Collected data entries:
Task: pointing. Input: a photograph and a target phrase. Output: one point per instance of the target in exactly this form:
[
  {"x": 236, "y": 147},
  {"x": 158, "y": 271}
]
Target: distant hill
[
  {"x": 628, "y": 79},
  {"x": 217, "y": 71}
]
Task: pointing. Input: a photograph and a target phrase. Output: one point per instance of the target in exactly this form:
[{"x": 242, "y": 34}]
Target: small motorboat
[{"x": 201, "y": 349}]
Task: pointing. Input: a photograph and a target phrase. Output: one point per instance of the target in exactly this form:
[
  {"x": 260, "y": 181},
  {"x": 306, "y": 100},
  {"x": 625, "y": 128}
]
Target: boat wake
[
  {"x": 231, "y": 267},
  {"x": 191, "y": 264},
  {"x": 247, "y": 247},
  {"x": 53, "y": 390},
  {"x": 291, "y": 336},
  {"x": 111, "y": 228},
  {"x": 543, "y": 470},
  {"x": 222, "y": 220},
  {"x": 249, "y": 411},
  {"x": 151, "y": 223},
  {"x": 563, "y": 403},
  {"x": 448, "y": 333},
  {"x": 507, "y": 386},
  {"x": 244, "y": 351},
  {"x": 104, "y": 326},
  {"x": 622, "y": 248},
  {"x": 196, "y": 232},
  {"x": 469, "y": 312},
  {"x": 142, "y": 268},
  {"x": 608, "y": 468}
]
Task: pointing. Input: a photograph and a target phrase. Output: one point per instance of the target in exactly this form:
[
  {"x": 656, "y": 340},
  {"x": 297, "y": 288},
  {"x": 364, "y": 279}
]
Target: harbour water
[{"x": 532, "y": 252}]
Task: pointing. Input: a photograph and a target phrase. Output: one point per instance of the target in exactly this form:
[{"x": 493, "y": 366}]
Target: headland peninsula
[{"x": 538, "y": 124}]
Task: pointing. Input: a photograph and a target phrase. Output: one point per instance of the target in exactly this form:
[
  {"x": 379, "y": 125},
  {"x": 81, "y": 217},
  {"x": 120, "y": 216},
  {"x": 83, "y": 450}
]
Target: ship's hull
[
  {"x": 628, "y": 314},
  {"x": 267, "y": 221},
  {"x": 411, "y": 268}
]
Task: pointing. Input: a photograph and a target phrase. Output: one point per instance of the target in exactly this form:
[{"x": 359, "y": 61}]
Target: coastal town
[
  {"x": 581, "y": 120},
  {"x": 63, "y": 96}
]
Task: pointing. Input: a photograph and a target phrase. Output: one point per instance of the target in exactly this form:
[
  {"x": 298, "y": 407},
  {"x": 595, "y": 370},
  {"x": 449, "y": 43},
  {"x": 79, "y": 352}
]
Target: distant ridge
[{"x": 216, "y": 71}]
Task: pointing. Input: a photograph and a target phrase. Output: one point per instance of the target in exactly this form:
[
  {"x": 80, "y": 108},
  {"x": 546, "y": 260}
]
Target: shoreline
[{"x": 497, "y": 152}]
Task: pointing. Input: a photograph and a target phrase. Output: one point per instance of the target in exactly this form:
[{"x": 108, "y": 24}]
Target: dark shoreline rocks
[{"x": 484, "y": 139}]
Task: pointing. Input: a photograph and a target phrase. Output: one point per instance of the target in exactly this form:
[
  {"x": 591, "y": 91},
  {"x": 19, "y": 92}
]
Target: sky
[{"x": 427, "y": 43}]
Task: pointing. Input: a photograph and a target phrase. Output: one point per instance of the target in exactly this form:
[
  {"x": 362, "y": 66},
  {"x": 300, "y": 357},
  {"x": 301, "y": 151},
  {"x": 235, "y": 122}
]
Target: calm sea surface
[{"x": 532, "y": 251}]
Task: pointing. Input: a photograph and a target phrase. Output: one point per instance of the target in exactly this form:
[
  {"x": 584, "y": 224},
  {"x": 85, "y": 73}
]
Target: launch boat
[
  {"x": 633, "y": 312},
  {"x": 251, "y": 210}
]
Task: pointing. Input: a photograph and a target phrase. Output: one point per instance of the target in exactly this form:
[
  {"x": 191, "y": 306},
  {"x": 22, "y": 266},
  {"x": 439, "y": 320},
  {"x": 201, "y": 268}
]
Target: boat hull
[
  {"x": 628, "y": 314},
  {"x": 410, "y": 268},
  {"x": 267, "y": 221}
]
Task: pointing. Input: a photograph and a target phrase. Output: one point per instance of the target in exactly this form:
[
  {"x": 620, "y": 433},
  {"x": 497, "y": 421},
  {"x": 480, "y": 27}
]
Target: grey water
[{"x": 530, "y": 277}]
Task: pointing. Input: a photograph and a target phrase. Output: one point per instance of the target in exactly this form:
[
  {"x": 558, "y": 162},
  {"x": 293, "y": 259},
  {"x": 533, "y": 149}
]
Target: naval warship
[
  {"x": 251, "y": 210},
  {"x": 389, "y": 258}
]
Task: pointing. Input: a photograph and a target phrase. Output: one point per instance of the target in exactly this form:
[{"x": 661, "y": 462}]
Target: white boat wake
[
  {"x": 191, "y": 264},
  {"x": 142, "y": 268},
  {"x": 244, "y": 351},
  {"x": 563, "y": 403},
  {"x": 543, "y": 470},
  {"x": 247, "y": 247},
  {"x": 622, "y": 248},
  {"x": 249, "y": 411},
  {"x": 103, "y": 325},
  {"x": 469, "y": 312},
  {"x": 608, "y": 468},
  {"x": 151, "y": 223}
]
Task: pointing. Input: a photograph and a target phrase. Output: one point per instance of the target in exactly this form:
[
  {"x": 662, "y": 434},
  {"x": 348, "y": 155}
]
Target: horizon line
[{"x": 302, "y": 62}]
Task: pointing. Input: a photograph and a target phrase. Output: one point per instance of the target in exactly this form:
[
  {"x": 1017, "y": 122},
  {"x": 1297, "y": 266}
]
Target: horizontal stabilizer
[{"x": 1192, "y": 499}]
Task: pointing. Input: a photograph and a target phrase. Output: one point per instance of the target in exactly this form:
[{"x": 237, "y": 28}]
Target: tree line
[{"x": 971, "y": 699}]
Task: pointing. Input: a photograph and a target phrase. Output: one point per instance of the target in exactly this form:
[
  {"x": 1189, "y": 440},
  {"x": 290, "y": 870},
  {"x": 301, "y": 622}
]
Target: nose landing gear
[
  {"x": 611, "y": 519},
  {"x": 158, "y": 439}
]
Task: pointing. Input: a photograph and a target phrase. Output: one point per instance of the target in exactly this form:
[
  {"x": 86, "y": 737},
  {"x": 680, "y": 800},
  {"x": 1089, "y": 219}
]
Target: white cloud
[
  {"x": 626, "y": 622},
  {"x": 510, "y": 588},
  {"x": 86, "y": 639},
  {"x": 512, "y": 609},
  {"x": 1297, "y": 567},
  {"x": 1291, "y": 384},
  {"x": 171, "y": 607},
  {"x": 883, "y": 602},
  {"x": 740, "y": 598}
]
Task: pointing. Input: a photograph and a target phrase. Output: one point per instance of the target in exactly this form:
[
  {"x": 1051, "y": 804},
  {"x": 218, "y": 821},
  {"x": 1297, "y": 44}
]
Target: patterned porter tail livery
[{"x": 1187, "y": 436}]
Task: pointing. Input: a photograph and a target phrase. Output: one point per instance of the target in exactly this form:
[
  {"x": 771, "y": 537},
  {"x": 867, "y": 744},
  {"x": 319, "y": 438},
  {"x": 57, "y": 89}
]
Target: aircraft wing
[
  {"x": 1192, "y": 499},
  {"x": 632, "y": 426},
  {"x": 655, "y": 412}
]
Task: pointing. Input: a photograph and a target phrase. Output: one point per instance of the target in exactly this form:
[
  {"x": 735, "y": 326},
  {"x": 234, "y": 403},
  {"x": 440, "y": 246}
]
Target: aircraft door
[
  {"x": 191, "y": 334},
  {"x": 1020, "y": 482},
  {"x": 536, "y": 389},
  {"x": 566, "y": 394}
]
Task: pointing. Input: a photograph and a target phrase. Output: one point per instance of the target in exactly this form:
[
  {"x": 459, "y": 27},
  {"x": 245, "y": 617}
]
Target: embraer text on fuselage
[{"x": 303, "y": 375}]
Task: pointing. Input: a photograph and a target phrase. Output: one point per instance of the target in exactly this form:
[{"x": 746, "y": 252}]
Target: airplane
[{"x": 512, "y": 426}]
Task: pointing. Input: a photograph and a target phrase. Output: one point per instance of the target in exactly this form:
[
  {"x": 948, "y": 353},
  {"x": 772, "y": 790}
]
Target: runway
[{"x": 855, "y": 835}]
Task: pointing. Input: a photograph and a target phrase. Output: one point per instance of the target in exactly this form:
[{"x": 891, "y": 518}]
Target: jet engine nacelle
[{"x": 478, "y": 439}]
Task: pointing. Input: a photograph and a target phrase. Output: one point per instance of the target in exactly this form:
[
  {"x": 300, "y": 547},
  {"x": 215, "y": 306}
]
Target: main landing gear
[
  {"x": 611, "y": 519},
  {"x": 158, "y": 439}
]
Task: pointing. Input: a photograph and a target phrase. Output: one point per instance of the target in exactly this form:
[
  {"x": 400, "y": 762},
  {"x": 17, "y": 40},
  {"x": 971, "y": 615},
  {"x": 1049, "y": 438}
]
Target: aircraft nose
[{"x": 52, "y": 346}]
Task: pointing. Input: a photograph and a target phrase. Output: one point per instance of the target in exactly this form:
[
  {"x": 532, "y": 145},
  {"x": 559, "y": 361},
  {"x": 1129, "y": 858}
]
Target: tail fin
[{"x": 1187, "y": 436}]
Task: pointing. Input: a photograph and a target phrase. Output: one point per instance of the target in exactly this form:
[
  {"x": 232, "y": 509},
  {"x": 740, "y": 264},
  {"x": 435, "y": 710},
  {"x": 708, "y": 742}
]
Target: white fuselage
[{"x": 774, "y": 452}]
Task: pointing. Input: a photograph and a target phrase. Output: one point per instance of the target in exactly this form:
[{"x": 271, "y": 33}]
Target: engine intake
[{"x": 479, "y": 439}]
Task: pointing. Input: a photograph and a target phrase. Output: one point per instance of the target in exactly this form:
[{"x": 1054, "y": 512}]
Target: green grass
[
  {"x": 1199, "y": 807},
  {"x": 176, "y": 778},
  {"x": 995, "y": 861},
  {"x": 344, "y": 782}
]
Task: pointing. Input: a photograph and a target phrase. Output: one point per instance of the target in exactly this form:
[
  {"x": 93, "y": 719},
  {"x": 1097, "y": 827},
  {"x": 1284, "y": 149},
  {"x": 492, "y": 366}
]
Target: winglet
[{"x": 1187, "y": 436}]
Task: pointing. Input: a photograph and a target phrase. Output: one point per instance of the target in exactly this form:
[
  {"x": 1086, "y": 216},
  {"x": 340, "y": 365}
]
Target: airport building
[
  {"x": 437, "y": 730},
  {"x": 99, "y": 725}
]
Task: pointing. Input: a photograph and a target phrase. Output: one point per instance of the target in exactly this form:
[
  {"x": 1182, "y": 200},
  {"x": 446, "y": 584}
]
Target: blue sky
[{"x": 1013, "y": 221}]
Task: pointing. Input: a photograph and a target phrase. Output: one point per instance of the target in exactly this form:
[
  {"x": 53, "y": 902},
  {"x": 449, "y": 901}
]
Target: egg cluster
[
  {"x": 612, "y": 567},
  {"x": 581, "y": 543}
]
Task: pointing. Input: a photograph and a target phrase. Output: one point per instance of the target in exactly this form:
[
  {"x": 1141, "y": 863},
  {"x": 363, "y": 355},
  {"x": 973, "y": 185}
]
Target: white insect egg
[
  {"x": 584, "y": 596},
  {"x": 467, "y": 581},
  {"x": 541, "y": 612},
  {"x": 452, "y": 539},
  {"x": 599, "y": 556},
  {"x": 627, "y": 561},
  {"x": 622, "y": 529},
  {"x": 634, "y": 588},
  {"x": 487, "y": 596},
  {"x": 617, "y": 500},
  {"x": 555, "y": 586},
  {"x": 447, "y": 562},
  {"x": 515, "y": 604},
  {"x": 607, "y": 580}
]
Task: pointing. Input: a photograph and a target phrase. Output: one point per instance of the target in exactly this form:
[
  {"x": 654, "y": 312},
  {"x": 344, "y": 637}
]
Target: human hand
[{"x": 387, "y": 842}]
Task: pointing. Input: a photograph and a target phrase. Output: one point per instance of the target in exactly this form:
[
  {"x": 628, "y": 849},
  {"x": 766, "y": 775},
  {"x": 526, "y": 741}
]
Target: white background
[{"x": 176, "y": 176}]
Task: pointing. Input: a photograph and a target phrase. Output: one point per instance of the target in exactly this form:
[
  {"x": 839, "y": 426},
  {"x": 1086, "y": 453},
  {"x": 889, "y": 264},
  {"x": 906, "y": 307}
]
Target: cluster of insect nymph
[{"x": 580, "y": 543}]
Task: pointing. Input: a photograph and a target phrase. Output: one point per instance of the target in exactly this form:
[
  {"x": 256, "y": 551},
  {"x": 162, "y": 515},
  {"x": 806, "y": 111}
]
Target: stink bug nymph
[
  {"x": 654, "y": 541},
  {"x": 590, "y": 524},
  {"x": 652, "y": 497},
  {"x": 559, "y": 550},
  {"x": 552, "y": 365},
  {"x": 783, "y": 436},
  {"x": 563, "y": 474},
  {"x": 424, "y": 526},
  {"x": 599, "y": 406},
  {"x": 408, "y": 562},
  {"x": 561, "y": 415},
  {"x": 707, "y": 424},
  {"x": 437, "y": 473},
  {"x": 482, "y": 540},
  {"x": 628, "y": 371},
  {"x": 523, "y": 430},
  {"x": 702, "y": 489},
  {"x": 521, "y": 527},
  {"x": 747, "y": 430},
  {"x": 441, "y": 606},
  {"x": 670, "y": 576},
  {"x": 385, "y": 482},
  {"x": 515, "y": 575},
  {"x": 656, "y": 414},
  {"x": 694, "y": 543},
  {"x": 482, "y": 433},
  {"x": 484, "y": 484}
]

:: EXERCISE PROMPT ::
Report how many lines in the records contain the word "nose". Give only the number.

:: TASK SOLUTION ::
2